**Prompt:**
Across the entries that follow, count the lines with the string "below" and reply with that count alone.

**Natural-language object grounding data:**
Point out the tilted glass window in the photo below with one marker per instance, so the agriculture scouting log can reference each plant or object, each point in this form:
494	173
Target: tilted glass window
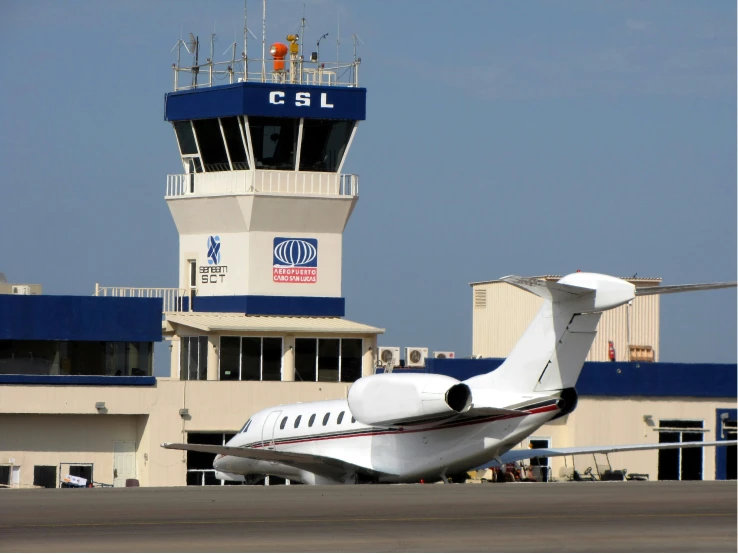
324	143
234	142
212	147
193	358
274	140
185	137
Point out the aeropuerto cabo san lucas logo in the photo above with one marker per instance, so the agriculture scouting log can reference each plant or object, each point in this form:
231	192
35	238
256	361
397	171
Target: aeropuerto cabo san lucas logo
295	260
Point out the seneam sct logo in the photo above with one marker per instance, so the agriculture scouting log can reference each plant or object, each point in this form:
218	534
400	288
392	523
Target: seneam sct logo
214	250
295	260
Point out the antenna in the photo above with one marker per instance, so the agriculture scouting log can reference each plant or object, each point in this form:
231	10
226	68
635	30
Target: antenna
263	43
318	45
338	37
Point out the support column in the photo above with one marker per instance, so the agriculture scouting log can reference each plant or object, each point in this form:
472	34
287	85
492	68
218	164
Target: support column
213	345
367	360
288	359
176	345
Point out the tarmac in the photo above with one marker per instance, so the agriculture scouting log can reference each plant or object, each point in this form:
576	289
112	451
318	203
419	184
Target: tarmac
509	517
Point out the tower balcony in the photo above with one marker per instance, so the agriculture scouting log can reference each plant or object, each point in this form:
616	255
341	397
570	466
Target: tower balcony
291	183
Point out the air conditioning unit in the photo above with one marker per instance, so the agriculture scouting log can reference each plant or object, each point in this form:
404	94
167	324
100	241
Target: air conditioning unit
415	356
388	354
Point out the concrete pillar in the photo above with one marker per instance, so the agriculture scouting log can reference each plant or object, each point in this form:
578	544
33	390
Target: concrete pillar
367	360
176	345
213	345
288	359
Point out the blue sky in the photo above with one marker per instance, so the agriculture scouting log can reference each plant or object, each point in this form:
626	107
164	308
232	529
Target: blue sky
501	138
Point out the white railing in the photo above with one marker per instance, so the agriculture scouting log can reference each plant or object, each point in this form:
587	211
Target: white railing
263	181
173	299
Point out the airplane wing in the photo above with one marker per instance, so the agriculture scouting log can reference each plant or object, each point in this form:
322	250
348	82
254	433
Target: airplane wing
330	468
526	453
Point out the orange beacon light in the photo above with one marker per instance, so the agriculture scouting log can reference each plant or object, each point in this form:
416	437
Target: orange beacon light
278	52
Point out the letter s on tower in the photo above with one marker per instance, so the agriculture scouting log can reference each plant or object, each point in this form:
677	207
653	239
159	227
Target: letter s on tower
276	97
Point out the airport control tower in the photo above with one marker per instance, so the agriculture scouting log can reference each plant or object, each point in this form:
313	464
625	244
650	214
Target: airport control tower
262	203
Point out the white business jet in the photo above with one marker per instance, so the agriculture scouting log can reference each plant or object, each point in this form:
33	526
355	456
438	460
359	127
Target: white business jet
396	428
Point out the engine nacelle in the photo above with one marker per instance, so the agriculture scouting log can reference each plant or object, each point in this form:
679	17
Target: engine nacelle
396	399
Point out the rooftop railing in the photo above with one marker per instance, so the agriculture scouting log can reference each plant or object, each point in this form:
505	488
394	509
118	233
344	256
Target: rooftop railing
262	181
174	300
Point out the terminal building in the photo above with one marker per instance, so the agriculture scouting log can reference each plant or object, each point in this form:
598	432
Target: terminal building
257	318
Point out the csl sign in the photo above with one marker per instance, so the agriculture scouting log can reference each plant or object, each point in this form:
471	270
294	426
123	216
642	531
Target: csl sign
295	260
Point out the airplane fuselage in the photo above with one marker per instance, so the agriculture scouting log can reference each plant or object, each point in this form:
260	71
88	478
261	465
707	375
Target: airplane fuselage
401	454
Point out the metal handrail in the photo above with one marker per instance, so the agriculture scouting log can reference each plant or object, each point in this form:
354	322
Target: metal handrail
172	297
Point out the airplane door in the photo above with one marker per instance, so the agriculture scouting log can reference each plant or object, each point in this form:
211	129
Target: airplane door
267	432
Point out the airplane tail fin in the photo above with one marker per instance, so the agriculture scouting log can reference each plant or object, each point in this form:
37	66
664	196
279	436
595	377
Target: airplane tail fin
550	354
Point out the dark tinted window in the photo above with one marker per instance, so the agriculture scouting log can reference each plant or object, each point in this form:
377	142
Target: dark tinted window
328	350
185	137
350	360
212	147
306	351
272	359
234	142
251	359
274	141
324	143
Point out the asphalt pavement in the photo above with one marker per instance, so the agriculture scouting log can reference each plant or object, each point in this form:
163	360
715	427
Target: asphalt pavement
509	517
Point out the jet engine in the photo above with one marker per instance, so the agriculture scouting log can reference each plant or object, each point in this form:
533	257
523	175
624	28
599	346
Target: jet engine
395	399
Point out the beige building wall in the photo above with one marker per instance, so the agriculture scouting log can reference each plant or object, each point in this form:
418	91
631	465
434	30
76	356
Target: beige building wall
48	425
502	312
605	421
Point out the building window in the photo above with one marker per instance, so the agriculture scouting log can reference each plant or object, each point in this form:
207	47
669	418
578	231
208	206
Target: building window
36	357
328	360
44	476
193	359
251	358
680	464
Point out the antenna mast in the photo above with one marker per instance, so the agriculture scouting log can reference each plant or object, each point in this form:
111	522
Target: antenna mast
245	42
263	43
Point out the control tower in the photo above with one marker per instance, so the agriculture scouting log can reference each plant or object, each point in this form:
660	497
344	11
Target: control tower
262	202
260	207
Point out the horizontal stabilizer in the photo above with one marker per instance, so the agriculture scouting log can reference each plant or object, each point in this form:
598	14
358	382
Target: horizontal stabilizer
646	291
550	290
526	453
324	466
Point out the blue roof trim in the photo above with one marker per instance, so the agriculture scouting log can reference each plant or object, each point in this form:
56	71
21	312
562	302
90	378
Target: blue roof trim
89	318
313	306
77	380
619	378
268	100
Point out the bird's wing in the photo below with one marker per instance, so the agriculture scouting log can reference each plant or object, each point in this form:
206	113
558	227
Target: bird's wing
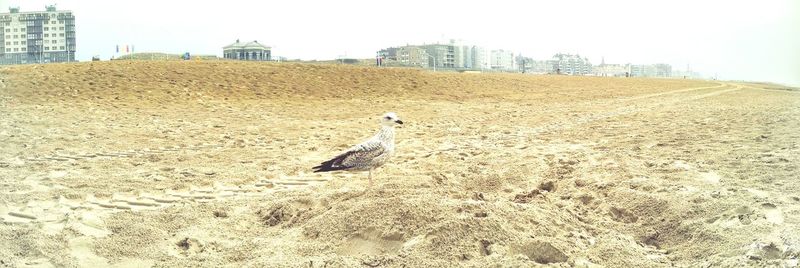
357	156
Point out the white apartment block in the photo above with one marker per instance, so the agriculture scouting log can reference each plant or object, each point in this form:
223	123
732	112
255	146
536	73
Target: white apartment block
502	60
37	37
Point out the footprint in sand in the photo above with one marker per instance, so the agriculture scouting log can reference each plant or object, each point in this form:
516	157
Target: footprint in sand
772	213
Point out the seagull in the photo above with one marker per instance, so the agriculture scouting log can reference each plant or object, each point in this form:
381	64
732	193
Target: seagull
368	155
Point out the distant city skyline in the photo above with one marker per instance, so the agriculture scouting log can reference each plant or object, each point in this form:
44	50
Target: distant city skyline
756	41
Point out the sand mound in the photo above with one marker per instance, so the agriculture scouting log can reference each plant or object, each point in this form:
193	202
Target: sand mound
207	164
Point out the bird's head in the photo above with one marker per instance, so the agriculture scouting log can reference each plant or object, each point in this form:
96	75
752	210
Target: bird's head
390	119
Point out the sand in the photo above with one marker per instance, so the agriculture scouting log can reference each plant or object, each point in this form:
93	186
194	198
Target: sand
207	164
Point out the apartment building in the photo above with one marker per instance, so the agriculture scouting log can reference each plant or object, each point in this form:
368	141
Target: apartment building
502	60
570	64
37	37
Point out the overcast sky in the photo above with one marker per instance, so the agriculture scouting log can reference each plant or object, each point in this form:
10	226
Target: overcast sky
747	40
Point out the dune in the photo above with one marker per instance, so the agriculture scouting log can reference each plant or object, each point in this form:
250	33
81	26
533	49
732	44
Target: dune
208	164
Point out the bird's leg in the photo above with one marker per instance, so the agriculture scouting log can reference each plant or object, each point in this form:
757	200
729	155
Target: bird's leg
370	179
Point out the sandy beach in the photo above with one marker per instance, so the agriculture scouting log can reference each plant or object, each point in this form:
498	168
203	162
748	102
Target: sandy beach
208	164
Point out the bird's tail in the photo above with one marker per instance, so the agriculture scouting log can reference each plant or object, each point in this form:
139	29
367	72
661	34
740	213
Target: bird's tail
330	165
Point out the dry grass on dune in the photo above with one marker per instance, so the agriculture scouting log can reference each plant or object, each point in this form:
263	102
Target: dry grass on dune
208	164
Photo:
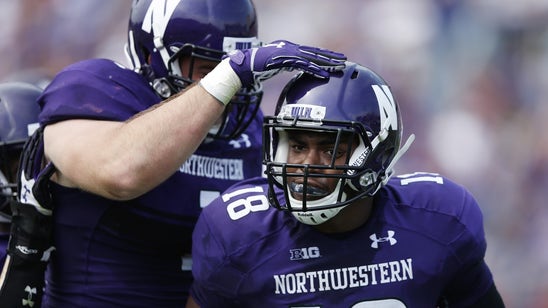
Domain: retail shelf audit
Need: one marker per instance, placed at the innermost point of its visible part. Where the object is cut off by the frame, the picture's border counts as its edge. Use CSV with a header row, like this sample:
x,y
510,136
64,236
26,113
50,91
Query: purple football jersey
x,y
118,254
424,240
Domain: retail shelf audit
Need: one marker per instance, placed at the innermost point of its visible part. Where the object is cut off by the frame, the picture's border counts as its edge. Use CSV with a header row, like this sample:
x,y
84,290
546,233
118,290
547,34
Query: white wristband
x,y
222,82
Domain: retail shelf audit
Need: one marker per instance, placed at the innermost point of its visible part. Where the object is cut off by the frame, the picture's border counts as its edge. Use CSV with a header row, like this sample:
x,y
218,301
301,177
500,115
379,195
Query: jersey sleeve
x,y
95,89
472,277
449,214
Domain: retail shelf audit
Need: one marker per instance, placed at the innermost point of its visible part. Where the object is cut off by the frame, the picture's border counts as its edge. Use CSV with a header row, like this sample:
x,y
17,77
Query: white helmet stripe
x,y
387,107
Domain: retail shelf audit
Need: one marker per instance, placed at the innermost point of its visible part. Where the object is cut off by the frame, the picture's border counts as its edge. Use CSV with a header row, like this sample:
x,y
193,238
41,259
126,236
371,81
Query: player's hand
x,y
261,63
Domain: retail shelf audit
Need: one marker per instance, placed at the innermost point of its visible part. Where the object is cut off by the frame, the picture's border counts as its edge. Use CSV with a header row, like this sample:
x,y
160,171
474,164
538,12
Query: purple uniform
x,y
424,239
117,254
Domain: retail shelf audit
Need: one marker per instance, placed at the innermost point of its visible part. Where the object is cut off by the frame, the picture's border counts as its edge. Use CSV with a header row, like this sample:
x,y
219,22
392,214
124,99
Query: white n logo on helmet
x,y
387,107
157,17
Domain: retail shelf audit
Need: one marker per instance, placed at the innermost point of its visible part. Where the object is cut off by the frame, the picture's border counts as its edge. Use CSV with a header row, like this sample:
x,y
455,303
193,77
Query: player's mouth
x,y
313,191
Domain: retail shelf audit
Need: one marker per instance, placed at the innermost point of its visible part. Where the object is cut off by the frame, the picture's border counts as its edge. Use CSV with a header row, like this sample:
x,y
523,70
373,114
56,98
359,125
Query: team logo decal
x,y
376,240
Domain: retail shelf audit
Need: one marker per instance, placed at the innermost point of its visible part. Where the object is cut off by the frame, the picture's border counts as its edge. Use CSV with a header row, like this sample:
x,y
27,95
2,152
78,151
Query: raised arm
x,y
122,160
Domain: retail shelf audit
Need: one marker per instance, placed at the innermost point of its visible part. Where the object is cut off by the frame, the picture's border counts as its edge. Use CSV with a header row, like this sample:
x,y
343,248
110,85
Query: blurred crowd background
x,y
471,78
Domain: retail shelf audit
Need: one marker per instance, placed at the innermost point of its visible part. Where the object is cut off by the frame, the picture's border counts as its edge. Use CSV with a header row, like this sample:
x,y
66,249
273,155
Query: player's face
x,y
315,148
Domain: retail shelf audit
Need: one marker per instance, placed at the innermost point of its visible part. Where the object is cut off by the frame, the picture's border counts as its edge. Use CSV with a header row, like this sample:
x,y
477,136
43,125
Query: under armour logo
x,y
242,142
29,302
26,191
376,240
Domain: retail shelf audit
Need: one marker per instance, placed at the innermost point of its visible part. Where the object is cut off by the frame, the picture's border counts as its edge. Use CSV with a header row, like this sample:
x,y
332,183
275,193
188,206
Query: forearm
x,y
122,160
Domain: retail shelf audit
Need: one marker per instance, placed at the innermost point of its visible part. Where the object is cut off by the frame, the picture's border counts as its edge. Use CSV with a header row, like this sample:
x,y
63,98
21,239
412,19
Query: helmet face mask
x,y
18,120
164,34
356,108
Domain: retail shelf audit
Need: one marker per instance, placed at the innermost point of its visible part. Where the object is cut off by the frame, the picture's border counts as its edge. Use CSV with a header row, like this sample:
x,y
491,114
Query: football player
x,y
138,152
331,226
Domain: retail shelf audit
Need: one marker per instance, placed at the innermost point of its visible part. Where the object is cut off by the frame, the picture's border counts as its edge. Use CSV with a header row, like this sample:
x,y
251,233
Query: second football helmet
x,y
18,120
355,102
161,33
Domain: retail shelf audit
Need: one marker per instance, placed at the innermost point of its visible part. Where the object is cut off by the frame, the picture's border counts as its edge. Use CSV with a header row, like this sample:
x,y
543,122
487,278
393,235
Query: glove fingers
x,y
323,53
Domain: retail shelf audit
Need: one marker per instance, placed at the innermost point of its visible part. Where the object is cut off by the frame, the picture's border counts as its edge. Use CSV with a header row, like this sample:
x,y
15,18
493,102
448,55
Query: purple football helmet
x,y
18,120
355,102
161,33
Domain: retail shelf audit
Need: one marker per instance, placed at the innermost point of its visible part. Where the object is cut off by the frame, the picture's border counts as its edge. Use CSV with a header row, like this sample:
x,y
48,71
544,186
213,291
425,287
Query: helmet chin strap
x,y
316,217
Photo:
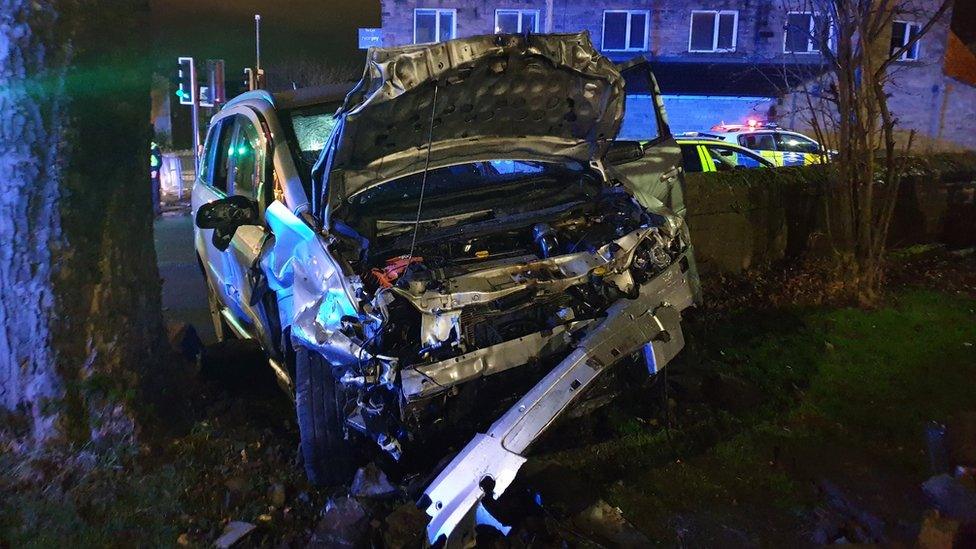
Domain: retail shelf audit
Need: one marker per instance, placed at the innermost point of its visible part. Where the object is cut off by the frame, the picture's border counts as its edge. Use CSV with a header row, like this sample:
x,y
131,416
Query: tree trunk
x,y
80,300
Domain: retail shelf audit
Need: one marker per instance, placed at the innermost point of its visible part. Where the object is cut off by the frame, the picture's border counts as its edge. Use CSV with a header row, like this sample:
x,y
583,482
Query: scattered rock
x,y
371,482
609,525
233,532
405,527
951,497
937,532
961,439
236,484
277,494
343,524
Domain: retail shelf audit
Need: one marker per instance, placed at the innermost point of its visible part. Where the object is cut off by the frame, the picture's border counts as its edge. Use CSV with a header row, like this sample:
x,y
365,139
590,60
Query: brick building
x,y
716,60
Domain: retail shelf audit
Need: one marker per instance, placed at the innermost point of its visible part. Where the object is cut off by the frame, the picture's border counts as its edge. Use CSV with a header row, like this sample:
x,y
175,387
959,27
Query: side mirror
x,y
621,152
224,216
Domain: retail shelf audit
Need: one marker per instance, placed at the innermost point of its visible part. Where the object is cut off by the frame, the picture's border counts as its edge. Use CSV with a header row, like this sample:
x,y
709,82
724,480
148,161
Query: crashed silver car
x,y
475,206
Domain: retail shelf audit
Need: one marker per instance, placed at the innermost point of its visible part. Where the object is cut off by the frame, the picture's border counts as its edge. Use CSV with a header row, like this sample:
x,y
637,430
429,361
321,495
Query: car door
x,y
691,158
653,176
213,184
248,177
726,157
763,143
798,150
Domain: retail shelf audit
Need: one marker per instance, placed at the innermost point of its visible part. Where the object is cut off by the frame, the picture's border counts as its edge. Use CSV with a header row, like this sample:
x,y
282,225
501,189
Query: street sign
x,y
216,94
370,37
185,80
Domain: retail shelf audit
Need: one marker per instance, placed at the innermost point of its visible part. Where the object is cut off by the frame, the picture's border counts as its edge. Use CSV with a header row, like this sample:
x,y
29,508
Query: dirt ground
x,y
779,425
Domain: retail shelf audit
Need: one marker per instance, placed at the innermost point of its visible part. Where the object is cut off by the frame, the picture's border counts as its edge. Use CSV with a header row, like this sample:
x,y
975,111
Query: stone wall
x,y
759,37
749,218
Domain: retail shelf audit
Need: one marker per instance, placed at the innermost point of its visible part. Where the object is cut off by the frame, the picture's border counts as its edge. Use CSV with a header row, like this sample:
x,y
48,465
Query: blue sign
x,y
370,37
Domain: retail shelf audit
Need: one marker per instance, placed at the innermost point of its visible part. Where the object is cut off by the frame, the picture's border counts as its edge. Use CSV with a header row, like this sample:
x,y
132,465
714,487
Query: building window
x,y
903,32
625,30
713,31
433,25
805,32
516,21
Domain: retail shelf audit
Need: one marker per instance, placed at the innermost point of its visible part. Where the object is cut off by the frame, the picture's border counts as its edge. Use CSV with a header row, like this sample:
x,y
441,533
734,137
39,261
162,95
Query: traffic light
x,y
184,80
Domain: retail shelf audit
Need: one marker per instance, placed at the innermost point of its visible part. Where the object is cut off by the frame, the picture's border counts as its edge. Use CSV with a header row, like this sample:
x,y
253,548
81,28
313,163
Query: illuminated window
x,y
805,32
713,31
516,21
625,30
434,25
903,32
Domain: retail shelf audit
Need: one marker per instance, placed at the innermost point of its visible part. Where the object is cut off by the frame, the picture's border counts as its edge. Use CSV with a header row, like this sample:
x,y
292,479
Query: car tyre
x,y
318,404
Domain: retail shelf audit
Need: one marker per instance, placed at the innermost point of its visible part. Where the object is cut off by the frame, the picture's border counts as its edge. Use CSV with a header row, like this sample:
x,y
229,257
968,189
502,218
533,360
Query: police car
x,y
779,146
710,154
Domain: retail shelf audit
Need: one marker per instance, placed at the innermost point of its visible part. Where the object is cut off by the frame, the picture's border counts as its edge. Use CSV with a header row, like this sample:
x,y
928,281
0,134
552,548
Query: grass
x,y
842,394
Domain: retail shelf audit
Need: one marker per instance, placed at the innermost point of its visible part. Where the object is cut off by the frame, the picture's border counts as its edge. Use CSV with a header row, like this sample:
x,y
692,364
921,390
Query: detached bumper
x,y
492,460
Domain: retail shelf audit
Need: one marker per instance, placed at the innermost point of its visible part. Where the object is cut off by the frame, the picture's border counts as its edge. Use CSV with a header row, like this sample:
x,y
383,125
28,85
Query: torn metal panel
x,y
429,379
499,96
493,458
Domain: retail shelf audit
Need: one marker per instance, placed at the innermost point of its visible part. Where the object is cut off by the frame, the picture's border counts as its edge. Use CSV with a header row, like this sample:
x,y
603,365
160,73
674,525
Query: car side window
x,y
222,155
796,143
759,142
689,158
248,161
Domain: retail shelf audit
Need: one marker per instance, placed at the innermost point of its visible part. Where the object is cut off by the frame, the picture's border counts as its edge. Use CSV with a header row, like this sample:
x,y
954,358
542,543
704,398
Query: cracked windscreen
x,y
308,129
486,190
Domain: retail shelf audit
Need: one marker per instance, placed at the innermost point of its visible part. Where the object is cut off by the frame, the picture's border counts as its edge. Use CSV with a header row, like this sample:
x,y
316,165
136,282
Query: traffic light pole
x,y
195,95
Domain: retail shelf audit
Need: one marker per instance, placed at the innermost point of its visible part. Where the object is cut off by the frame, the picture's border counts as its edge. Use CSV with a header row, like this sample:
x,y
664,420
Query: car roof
x,y
707,141
290,99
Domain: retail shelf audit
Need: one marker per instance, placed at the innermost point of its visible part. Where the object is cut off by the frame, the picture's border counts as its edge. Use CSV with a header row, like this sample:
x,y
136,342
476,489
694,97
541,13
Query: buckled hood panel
x,y
497,97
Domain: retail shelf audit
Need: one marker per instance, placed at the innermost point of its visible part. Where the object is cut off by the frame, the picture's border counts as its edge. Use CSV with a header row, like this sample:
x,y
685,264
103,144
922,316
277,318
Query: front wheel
x,y
318,404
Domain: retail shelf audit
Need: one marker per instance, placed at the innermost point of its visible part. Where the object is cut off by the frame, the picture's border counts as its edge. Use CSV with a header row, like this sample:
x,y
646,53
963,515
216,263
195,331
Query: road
x,y
184,292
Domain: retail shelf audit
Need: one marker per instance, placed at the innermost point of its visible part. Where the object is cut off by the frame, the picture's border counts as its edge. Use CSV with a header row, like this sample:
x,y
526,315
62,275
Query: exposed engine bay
x,y
482,294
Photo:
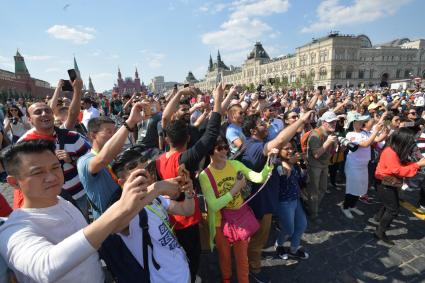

**Result for this exercise:**
2